- PASSAGE FOR REVIEW:
——————

Friday, December 20, 2013

300th Post: In retrospect--getting into the hobby (a deeper look)



Have you ever thought about why you started gaming? Not just the surface reasons like "it's fun" or "my friends were playing it" and the like. But instead, do you recall what was going on in your life at the time you started playing?

Do you think these life events affected your decision to join the hobby?

When I started d20 Dark Ages back in September of 2012, I had know idea how far I was going to take it. I feel like its been languishing in recent months. I've had to take a couple steps back and re-examine some things in my life--gaming in particular.

d20 Dark Ages is a testament on how much I do care about playing gaming--especially Dungeons & Dragons. That's the game that started it all, why I eventually got into war gaming, painting up hundreds of figures. It's why I have a couple bookshelves worth of RPG books and magazines and over a dozen binders stuffed full of notes for various campaigns I've run.

I've been doing this for almost 25 years.

Recently I've been wondering if I shouldn't figure out a way to go back in time and tell my 10-year-old self how time consuming and expensive this hobby can be. "Listen young man, you'll end up as a thirty-something with hundreds of RPG books that you'll have to lug around every time you move."

I doubt he'd listen. He was a stubborn little brat and a smartass.


He was primed and ready to dive head first into D&D

He liked to read, but didn't like reading many of the fiction books teachers assigned to him. He grudgingly admitted to liking A Wrinkle in Time, by Madeleine L'Engle. He read most of C.S. Lewis's Chronicles of Narnia after one of teachers read The Lion, The Witch, and the Wardrobe to the class. But he would never say he did to the few friends he had. He really liked the Choose Your Own Adventure Books.

He also played a lot of video games. Final Fantasy was one of his favorites.

My 10-year-old self, as you may know from earlier posts, had gotten to watch his older brother run D&D--specifically AD&D--for his own group back in the day, since he was 6 or 7. Occasionally he'd sneak into his brother's room and take a peek at the hardbound books--the Monster Manual in particular. It was kinda scary, envisioning a world with monsters that were real.

The game Dungeons & Dragons seemed like a much darker place that what the old Saturday Morning cartoon portrayed--well, except for maybe what happens at the beginning of "The City on the Edge of Midnight." (I still keep my feet away from the edges of the bed!)

——————

- RECORDS SHOWN:
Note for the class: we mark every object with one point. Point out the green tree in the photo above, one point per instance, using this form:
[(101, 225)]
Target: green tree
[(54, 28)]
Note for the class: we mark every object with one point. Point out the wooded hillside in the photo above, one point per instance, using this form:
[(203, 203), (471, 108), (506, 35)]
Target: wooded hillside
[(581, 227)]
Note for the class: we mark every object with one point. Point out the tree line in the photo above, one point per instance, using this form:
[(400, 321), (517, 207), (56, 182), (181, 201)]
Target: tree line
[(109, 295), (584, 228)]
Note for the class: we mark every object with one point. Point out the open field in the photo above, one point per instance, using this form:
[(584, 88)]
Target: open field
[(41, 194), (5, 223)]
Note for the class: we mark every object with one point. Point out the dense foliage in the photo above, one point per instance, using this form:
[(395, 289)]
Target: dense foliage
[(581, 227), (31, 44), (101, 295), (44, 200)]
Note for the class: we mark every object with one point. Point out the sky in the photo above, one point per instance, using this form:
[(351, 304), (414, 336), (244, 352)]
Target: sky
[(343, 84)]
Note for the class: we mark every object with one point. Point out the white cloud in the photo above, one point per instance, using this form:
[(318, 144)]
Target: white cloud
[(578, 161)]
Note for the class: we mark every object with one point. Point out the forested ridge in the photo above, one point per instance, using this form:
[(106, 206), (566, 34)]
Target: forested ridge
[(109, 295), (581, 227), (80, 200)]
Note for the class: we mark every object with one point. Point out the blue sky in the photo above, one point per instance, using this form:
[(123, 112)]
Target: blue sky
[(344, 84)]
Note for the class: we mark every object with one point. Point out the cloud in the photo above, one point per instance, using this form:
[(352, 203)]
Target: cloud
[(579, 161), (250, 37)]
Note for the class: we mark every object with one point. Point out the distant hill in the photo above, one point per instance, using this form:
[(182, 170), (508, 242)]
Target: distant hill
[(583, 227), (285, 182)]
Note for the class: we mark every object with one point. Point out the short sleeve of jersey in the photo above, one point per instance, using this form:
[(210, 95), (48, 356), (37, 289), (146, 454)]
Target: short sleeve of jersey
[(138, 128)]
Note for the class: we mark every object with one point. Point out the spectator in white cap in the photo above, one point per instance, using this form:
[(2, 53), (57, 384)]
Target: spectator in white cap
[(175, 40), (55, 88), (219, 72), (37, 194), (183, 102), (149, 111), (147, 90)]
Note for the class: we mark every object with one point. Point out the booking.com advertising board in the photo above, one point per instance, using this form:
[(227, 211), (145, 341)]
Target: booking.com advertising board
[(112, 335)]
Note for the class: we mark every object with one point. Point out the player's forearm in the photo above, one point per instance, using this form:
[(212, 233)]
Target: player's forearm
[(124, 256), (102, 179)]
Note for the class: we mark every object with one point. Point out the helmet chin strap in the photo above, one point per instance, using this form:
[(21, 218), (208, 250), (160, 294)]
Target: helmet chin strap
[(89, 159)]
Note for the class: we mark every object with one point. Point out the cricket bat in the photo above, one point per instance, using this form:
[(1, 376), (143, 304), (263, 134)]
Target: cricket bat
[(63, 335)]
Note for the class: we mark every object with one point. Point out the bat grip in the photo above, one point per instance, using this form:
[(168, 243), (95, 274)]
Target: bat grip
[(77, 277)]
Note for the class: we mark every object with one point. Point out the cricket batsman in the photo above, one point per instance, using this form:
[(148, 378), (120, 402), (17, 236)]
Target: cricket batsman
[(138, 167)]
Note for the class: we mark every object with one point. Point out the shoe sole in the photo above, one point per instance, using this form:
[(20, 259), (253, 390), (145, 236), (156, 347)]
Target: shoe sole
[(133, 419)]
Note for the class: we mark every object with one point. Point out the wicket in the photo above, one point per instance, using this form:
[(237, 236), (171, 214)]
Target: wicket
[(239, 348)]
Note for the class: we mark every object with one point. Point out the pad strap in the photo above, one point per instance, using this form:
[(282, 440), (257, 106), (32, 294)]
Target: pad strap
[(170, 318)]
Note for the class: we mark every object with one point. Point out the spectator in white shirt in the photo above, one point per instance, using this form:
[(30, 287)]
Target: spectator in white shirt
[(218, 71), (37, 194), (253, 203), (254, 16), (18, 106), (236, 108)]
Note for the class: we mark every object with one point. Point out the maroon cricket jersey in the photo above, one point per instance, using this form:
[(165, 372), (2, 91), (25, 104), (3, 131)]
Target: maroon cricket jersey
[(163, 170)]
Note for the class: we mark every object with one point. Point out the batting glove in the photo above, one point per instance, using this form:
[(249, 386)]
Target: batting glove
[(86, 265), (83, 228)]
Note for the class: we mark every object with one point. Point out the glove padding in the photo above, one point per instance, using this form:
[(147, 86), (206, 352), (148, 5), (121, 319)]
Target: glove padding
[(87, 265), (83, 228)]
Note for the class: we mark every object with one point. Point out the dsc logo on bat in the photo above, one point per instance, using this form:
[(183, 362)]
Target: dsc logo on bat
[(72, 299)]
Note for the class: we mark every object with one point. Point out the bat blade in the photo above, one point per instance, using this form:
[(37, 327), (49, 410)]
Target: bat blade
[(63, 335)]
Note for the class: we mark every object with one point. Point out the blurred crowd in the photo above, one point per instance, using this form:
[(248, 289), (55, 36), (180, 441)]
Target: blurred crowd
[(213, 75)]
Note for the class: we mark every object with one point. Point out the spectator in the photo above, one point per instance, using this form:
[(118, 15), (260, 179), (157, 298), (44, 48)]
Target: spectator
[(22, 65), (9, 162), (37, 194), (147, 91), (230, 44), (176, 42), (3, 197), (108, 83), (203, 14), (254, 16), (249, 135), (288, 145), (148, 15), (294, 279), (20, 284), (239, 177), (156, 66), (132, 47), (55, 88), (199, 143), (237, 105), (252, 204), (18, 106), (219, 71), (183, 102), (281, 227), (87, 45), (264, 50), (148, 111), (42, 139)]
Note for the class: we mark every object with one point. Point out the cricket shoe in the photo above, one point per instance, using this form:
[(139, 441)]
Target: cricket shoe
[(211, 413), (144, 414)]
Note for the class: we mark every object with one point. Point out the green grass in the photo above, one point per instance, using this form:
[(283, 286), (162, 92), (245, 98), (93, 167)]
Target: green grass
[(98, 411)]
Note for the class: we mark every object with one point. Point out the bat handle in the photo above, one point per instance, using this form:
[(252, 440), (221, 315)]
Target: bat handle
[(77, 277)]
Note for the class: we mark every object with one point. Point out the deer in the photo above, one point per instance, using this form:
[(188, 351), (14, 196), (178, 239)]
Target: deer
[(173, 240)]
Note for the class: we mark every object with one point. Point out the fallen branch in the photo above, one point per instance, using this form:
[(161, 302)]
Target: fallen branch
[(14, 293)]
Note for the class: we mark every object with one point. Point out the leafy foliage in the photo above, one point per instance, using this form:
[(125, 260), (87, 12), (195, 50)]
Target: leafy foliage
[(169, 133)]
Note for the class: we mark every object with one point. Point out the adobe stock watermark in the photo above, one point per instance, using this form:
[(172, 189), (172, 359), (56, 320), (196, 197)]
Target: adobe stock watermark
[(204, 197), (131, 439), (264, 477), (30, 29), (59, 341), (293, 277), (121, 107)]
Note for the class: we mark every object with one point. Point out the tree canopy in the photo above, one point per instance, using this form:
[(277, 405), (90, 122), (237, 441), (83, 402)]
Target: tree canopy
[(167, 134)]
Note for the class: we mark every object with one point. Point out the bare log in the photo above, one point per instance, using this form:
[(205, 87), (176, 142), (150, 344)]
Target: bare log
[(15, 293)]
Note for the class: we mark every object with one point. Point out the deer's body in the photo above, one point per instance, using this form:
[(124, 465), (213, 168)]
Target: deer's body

——————

- TASKS TO CARRY OUT:
[1] Using the post about getting into the gaming hobby, answer:
(a) In what month and year did the writer start d20 Dark Ages?
(b) After a teacher read one book to the class, which series did the 10-year-old read most of?
(c) Which hardbound book in the brother's room did he peek at in particular?
[2] Reproduce the post about getting into the gaming hobby word for word, starting at the words "d20 Dark Ages is" and stopping after "and a smartass.".
[3] Turn the paragraph of the post about getting into the gaming hobby that begins "He liked to read" into a short bulleted list that keeps its main facts.

- SOLVED TASKS:
[1]
(a) September of 2012
(b) C.S. Lewis's Chronicles of Narnia
(c) The Monster Manual

[2]
d20 Dark Ages is a testament on how much I do care about playing gaming--especially Dungeons & Dragons. That's the game that started it all, why I eventually got into war gaming, painting up hundreds of figures. It's why I have a couple bookshelves worth of RPG books and magazines and over a dozen binders stuffed full of notes for various campaigns I've run.

I've been doing this for almost 25 years.

Recently I've been wondering if I shouldn't figure out a way to go back in time and tell my 10-year-old self how time consuming and expensive this hobby can be. "Listen young man, you'll end up as a thirty-something with hundreds of RPG books that you'll have to lug around every time you move."

I doubt he'd listen. He was a stubborn little brat and a smartass.

[3]
- Liked to read, but disliked many of the fiction books teachers assigned.
- Grudgingly admitted to liking A Wrinkle in Time by Madeleine L'Engle.
- Read most of C.S. Lewis's Chronicles of Narnia after a teacher read The Lion, The Witch, and the Wardrobe to the class, but never told his few friends.
- Really liked the Choose Your Own Adventure Books.